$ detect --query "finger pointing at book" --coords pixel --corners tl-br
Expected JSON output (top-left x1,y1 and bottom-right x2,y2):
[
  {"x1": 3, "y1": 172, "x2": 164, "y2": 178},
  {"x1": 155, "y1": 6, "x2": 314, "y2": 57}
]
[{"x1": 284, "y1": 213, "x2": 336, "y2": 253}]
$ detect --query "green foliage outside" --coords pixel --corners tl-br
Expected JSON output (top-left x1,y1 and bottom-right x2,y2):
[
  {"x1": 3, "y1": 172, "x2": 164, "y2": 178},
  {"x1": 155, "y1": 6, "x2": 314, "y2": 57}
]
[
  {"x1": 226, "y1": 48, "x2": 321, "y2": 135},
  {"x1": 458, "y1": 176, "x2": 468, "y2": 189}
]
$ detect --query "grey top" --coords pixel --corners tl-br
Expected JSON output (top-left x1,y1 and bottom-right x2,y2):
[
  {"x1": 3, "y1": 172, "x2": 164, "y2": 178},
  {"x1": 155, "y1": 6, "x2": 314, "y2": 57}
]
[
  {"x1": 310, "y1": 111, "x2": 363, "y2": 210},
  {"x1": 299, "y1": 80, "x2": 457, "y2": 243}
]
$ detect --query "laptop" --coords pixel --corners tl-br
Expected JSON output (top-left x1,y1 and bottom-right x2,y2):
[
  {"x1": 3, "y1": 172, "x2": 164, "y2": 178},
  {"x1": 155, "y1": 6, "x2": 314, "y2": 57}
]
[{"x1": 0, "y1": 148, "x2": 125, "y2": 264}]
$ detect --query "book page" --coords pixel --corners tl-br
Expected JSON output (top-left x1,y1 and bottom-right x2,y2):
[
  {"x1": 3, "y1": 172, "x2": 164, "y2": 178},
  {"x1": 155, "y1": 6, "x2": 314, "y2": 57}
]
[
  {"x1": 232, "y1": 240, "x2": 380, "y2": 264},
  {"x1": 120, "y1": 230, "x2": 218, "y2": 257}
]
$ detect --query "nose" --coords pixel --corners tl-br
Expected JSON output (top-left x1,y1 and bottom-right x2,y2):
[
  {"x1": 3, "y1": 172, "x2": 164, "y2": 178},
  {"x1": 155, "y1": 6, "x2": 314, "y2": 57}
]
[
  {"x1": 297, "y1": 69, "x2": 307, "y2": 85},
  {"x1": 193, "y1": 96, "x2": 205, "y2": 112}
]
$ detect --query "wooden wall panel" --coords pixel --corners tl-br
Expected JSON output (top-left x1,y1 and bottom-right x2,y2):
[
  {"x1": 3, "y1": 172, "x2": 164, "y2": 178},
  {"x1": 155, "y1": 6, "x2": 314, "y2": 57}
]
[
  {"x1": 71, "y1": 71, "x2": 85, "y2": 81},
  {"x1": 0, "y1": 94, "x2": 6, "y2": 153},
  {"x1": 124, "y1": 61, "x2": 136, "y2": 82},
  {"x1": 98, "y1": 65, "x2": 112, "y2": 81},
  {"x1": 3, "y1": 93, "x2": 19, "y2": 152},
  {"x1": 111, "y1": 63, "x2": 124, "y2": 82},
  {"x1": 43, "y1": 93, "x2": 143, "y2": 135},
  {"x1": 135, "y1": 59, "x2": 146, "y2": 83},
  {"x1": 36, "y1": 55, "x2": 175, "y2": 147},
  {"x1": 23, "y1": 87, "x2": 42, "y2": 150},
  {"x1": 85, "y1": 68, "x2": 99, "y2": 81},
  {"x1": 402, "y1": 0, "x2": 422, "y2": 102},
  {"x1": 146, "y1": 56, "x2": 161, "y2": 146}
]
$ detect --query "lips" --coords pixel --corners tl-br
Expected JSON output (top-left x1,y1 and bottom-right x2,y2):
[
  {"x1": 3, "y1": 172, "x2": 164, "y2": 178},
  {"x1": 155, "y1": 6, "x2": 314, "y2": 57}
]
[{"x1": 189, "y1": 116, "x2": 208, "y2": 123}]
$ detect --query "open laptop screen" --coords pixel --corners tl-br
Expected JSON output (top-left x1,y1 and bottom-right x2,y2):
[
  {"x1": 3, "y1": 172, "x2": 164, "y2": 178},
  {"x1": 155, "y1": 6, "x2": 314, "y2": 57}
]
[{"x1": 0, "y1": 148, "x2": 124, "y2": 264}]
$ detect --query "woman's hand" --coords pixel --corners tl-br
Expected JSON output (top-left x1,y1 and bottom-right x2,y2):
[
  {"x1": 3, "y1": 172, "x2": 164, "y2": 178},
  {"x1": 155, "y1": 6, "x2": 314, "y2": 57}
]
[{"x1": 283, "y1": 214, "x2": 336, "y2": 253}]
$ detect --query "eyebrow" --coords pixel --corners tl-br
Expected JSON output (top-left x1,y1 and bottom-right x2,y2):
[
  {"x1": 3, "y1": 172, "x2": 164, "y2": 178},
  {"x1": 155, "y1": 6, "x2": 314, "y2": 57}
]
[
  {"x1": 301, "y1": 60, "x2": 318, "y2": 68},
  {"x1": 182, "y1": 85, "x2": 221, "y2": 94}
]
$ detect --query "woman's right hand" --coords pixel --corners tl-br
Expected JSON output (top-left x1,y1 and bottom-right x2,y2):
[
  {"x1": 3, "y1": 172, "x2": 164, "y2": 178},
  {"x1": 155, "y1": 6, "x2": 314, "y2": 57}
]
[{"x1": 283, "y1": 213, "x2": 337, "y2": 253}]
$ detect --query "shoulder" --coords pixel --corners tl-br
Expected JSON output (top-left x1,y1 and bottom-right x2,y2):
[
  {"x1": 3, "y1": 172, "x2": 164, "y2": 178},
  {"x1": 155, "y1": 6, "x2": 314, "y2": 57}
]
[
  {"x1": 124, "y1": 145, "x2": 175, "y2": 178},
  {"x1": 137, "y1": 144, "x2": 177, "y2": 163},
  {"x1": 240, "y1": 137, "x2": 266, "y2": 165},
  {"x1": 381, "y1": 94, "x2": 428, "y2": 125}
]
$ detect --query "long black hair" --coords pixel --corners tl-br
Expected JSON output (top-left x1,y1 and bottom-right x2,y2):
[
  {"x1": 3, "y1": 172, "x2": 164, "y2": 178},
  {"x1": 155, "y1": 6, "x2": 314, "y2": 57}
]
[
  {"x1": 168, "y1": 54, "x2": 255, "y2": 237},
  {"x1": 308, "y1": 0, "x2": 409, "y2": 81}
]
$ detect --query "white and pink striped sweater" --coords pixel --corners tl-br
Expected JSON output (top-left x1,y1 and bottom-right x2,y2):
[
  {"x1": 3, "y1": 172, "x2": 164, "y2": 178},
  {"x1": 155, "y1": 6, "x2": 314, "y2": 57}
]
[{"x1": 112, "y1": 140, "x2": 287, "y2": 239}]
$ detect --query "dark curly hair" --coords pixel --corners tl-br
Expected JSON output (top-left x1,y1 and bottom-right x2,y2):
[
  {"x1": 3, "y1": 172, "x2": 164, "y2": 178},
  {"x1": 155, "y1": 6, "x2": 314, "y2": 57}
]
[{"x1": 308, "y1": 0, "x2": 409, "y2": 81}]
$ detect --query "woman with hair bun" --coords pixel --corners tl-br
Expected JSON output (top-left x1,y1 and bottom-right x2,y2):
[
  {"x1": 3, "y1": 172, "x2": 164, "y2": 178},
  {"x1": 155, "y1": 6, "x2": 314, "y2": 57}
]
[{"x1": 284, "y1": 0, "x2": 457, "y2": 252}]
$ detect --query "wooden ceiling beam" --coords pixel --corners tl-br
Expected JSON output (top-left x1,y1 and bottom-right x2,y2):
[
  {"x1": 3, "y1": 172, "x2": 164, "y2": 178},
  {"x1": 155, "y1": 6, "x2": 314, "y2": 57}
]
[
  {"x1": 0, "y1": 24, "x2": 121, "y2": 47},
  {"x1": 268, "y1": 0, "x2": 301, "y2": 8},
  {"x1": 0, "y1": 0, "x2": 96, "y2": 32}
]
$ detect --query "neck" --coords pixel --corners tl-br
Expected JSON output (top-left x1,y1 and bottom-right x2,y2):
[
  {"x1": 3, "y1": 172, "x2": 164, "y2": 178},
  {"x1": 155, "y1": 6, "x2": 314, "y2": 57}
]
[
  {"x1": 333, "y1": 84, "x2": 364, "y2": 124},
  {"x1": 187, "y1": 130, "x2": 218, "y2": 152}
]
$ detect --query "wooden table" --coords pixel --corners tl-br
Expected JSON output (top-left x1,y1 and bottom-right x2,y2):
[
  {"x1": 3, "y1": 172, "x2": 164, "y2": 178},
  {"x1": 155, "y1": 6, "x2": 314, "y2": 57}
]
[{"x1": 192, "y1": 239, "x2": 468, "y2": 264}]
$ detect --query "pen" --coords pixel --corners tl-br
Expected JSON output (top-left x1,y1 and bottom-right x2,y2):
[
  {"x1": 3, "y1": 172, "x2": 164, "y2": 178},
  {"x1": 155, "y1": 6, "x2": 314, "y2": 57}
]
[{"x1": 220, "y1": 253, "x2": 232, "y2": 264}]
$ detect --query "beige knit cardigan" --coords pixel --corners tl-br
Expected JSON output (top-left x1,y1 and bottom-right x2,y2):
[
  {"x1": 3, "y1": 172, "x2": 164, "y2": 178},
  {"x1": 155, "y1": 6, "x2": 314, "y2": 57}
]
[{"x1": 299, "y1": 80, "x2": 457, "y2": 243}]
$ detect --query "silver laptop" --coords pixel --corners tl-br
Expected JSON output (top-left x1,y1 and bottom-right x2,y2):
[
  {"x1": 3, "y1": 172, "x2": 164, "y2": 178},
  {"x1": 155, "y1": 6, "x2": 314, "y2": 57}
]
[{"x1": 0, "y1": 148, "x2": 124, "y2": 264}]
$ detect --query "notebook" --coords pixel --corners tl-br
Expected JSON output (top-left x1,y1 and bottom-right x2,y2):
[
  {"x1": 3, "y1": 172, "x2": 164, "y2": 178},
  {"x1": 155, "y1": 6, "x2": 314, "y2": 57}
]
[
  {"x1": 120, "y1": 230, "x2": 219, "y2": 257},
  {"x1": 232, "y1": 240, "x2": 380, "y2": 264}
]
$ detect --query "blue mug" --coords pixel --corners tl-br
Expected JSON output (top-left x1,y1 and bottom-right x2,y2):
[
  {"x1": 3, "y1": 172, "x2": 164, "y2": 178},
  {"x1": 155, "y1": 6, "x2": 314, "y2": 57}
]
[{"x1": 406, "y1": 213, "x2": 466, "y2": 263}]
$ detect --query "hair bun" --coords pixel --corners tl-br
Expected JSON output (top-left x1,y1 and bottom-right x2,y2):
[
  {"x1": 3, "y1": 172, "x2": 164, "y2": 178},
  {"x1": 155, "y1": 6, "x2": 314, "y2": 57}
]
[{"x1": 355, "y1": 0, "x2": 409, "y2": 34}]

++++++++++++++++++++

Exercise -> Pull out every line of the records above that contains the word "wooden". Case counts.

Complete output ->
$ detect --query "wooden wall panel" --coords pixel --corners tl-br
$ detect --query "wooden ceiling beam" --coords pixel --corners tl-br
$ detect --query "wooden table" --coords pixel --corners tl-br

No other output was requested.